_EXERCISE DESCRIPTION_
Convert every line of the records below into a Markdown table with two columns, "No." for the row number and "Text" for the line, skipping blank lines. Leave the pictures out of the table.
══════════
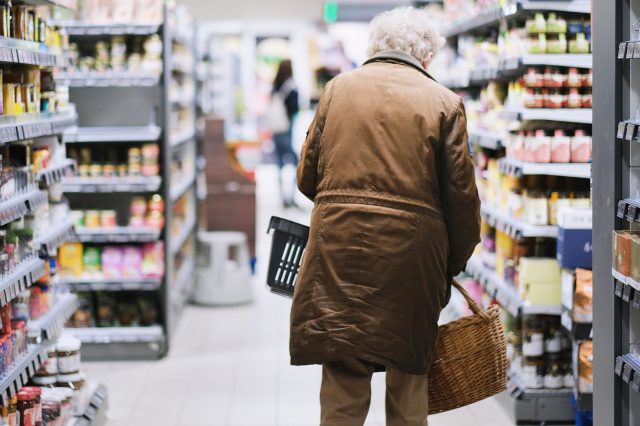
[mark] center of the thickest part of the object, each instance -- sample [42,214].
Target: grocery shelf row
[505,294]
[107,79]
[516,228]
[102,283]
[490,19]
[520,168]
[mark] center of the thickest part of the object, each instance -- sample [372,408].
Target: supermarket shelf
[187,230]
[517,388]
[505,294]
[627,289]
[107,79]
[80,28]
[24,275]
[67,4]
[113,134]
[54,173]
[55,237]
[566,115]
[107,335]
[119,234]
[519,168]
[18,205]
[110,284]
[578,331]
[183,138]
[628,368]
[629,209]
[491,18]
[120,184]
[29,126]
[183,186]
[96,412]
[514,227]
[50,325]
[185,278]
[16,51]
[22,370]
[485,139]
[510,67]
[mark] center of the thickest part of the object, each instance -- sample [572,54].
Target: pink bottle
[560,147]
[580,147]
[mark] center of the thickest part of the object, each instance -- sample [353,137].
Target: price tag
[631,131]
[626,295]
[622,50]
[622,207]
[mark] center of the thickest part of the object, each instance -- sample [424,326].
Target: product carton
[574,238]
[621,260]
[540,281]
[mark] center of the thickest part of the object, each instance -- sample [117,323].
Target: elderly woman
[396,216]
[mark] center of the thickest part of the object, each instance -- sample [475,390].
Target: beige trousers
[345,395]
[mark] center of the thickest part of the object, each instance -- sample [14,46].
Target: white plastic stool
[224,275]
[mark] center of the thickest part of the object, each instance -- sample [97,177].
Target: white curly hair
[407,29]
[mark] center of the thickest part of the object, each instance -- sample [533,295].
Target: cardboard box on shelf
[574,238]
[540,281]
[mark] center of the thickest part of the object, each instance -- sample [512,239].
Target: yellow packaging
[540,281]
[70,259]
[9,98]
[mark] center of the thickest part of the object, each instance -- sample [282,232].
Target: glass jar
[68,349]
[533,345]
[27,408]
[554,372]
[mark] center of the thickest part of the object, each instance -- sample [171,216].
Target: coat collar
[400,57]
══════════
_RIGHT ANSWER_
| No. | Text |
|---|---|
| 1 | [mark] center of the thickest part of the object, each instance -- sample [42,214]. |
| 2 | Target: grocery shelf row |
| 3 | [505,294] |
| 4 | [107,79] |
| 5 | [516,228] |
| 6 | [102,283] |
| 7 | [490,19] |
| 8 | [520,168] |
| 9 | [mark] center of the thickest part of the object, each instance -- sample [372,408]. |
| 10 | Target: supermarket shelf |
| 11 | [187,230] |
| 12 | [517,388] |
| 13 | [505,294] |
| 14 | [627,289] |
| 15 | [107,79] |
| 16 | [80,28] |
| 17 | [24,275] |
| 18 | [67,4] |
| 19 | [113,134] |
| 20 | [54,173] |
| 21 | [55,237] |
| 22 | [566,115] |
| 23 | [107,335] |
| 24 | [119,234] |
| 25 | [519,168] |
| 26 | [18,205] |
| 27 | [110,284] |
| 28 | [578,331] |
| 29 | [183,138] |
| 30 | [628,368] |
| 31 | [629,209] |
| 32 | [491,18] |
| 33 | [120,184] |
| 34 | [29,126] |
| 35 | [183,186] |
| 36 | [96,412] |
| 37 | [514,227] |
| 38 | [50,325] |
| 39 | [185,278] |
| 40 | [16,51] |
| 41 | [22,370] |
| 42 | [485,139] |
| 43 | [510,67] |
| 44 | [mark] center of the thickest part of the object, each instance -- sample [572,54]. |
| 45 | Target: pink bottle |
| 46 | [560,147] |
| 47 | [580,147] |
| 48 | [mark] center of the thickest part of the object, each instance -- sample [353,137]. |
| 49 | Target: price tag |
| 50 | [631,131] |
| 51 | [626,295] |
| 52 | [622,50] |
| 53 | [622,207] |
| 54 | [mark] center of the thickest part of the object, each instance -- sample [424,326]. |
| 55 | Target: product carton |
| 56 | [574,238] |
| 57 | [621,260] |
| 58 | [540,281] |
| 59 | [mark] center of the thickest part of the object, each instance -- sample [117,323]. |
| 60 | Target: elderly woman |
| 61 | [396,216] |
| 62 | [mark] center of the thickest part of the object, each instance -- sample [475,390]. |
| 63 | Target: beige trousers |
| 64 | [345,395] |
| 65 | [mark] center of the thickest part of the object, each instance -- sample [14,46]. |
| 66 | Target: white plastic stool |
| 67 | [224,275] |
| 68 | [mark] center of the thickest part of the object, each instance -- sample [97,177]. |
| 69 | Target: white curly hair |
| 70 | [407,29] |
| 71 | [mark] center of the thickest part of the object, each instance -- sample [533,295]. |
| 72 | Target: cardboard box on shelf |
| 73 | [574,238] |
| 74 | [540,281] |
| 75 | [mark] center of the thickest part of the object, each instance -- sample [512,239]. |
| 76 | Target: yellow packaging |
| 77 | [540,281] |
| 78 | [70,259] |
| 79 | [9,98] |
| 80 | [mark] center of the thickest part of the object, each instance -- sample [282,232]. |
| 81 | Target: glass jar |
| 82 | [68,349] |
| 83 | [533,345] |
| 84 | [27,408] |
| 85 | [554,372] |
| 86 | [mark] center of the thickest part of the object, each instance -- sample [171,216]. |
| 87 | Target: coat collar |
| 88 | [400,57] |